| Work to be completed |
For each line of the data below that holds "fixture", copy the line.

| Provided records |
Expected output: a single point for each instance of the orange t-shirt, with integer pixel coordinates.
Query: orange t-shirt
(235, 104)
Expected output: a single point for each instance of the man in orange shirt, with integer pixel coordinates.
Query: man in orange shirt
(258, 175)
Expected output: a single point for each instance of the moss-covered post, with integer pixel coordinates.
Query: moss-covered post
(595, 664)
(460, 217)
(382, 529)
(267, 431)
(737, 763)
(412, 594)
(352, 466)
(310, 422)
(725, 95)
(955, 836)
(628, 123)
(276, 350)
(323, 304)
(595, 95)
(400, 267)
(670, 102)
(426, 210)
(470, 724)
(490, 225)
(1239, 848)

==

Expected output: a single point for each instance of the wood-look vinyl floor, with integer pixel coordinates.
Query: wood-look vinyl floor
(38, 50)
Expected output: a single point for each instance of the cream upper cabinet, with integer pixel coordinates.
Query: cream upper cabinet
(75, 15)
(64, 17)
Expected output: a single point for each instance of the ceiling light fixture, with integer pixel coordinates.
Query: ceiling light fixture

| The completed task |
Expected output: a single point for each instance of the ceiling light fixture, with integer pixel coordinates.
Query: ceiling light fixture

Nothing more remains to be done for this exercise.